··· Excerpt provided

23 Mar 2025 5 minute read
Championing Artists in Wales, David Moore

Jon Gower

Building up an art collection as excellent and locally relevant as the one now housed in Brecon’s Y Gaer, the refurbished Museum, Art Gallery and Library has involved a great deal of tasteful buying.

It has also required some detective work and the occasional act of serendipity as works are tracked down.

A driving force behind some many of the acquisitions has been the Brecknock Art Trust, established in 2000 to support the expansion of a collection of international importance, not least for its holdings of modern and contemporary work.

The cover art, showing a tousle between two doppelgängers by Sarah Snazell, an Abergavenny painter who died at an early age, shows the first work purchased by the trust and it can be seen as a sort of statement of intent.

It’s a landscape work depicting two women who can’t see any of the world around them and is apparently modelled on the artist herself, adding to its complexities.

Arresting work

As Peter Lord has pointed out, women were often shown in paintings of the Welsh landscape to seemingly emasculate the country. But in Dopplegänger the women are muscular, and being perfectly and equally matched, there might never be a winner.

Championing Artists in Wales is chock-full of such arresting work, all beautifully reproduced and thematically arranged. There are plenty of landscapes, as one might expect, given the magnetic attraction such features as Bannau Brycheiniog and the Black Mountains held for artists down the centuries, not least the area near Capel-y-Ffin where Eric Gill and David Jones found ample sources of inspiration.

Capel-y-ffin Amgueddfa Cymru-Museum Wales (c) Trustees of the Estate of David Jones – Bridgeman

So we find examples of work by the Neath painter Wil Roberts and Roy Powell, who taught art in Brecon High School and hauntingly engaging work by Roger Cecil who lived in Abertillery.

Depicting ‘A Magical Winter Night with Angharad on the Brecon Beacons’ Cecil does so with very subtle suggestions of geological lines and the shape of a woman’s body lying on a bed of snow. It’s almost the antithesis of what would first come to mind if you thought of a landscape painting, so it’s all the more arresting for being so.

Patterning echoes

And of course man-made objects and buildings have their places too, from bridges spanning the river Usk through corn mills to brightly marvellous accounts of the creation of the Gaer cultural complex itself.

······
··· Recorded data

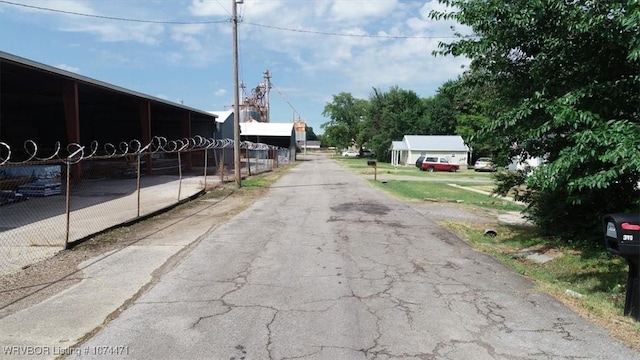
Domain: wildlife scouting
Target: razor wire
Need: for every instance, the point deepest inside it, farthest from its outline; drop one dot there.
(76, 153)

······

• [Exercise]:
Write the next few paragraphs of the article on Championing Artists in Wales, starting right after its last sentence.

• [Result of this exercise]:
For these, Roger Reese used sweeps of coloured pencil to meld together the shapes found in photographic images of the building’s transformation which ‘due to their width, have a cinematic feel.’

They certainly have vivid touch of Technicolor about them, offering a Panavision take on the changes wrought in the former Brecknock Shire Hall.

Equally colourful is John Uzzell Edwards’ ‘Bird Lives I’ which echoes the patterning of illuminated Celtic manuscripts even as it conjures up the pulse, beat and vibrancy of Charlie Parker’s jazz saxophone.

It reminds one of the jaunty couplet about Parker by the Beat poet Roger McGough: ‘He breathed in air, he blew out light/ Charlie Parker was my delight.’ Edwards seems to do the same with oil on canvas.

Kindled desire

And taking about colour you’ll also learn about the London drawing master, William Payne, who painted a bridge over the river Tarrell but also gave his name for the neutral tint of paint called “Payne’s grey.”

And see works of art such as Ivor Davies’ ‘Taranis/Thunder God’ and Shirley Jones’ ‘Etched Out’ where the red pigment employed by both is made of earth collected from the Epynt, where fifty four farming families were dispossesed to create a military training area during the Second World War.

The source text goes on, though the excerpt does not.